Only the lines from the one containing "Question. For every instance of the white" through the final line of the material below should be output, exactly as they stand.
-- Start of Stored data --
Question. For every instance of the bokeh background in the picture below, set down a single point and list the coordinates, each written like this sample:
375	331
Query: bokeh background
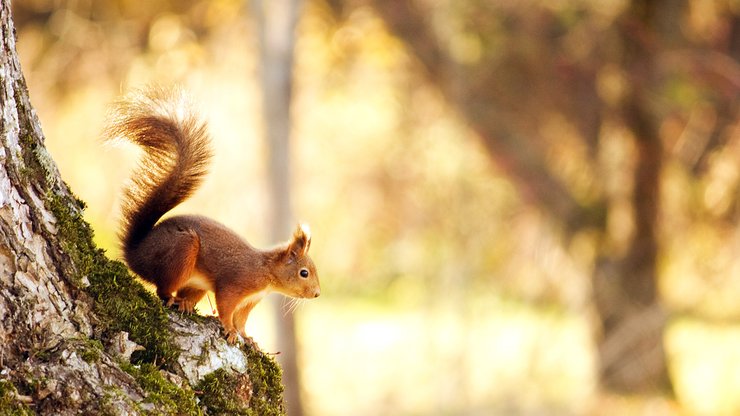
518	207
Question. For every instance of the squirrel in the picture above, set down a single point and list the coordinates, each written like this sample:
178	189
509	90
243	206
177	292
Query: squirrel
187	255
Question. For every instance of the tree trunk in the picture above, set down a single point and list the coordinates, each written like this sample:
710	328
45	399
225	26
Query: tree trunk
276	21
78	335
631	352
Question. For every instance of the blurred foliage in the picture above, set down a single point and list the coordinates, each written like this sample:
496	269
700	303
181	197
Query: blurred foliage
445	289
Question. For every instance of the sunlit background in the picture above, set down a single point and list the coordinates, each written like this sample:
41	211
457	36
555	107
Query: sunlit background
446	288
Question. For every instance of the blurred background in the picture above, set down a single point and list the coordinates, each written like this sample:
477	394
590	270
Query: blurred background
518	207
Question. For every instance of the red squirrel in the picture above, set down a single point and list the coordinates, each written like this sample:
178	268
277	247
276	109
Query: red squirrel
187	255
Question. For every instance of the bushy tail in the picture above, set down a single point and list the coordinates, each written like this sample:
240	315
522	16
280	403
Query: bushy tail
177	152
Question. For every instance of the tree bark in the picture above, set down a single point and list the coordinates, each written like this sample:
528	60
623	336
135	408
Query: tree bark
78	335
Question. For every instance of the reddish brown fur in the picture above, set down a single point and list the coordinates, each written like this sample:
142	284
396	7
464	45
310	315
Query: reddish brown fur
187	255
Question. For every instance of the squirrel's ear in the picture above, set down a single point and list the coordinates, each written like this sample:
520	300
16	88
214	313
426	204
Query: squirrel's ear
301	241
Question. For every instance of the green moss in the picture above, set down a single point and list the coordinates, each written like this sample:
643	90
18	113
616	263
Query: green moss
258	392
9	405
121	303
267	387
165	395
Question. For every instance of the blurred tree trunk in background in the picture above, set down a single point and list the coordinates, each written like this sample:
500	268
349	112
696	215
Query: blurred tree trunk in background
276	21
527	72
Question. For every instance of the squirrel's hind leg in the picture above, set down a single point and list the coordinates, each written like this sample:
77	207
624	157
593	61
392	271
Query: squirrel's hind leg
180	257
188	297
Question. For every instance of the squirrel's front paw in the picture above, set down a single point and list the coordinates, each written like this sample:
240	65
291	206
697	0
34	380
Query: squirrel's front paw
185	305
231	336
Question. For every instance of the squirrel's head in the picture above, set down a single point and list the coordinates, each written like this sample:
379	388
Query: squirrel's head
295	273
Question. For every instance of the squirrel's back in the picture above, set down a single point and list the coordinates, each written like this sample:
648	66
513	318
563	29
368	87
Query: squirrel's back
176	154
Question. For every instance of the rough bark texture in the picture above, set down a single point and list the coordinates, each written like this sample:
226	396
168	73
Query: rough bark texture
79	335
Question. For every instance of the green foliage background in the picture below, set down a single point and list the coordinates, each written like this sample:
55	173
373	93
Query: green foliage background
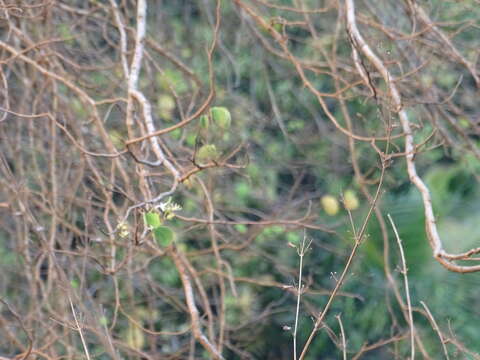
293	156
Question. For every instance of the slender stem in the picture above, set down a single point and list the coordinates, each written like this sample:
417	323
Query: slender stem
407	291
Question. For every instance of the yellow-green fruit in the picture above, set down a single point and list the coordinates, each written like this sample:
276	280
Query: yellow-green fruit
330	205
135	338
221	117
350	200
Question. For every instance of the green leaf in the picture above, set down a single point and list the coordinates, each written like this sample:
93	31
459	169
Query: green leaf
152	219
163	235
221	117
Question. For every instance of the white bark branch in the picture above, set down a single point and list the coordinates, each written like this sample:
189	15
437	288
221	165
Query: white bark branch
430	223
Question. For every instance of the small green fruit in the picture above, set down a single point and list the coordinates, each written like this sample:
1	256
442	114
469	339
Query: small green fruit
221	117
350	200
330	204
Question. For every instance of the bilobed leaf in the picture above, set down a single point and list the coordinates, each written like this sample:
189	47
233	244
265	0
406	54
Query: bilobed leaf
163	235
221	117
152	219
-- End of Stored data --
▶ **Solution**:
Question. For every instance of the white bark branch in the picture above, set down a single point and list the coordinates, each written like this sample:
189	15
437	288
221	165
Query: white bark branch
430	223
Question. For every instance of the small green fruit in the picture above, set down a single point and list the coordinates, each written like this sample:
1	256
442	114
469	339
Query: small green fruit
221	117
350	200
330	204
Question. For every instance of the bilobed leaf in the picture above, set down a single point and list the coordinates, each written like this sample:
189	47
233	244
265	0
406	54
Query: bilobed leaf
163	235
221	117
152	219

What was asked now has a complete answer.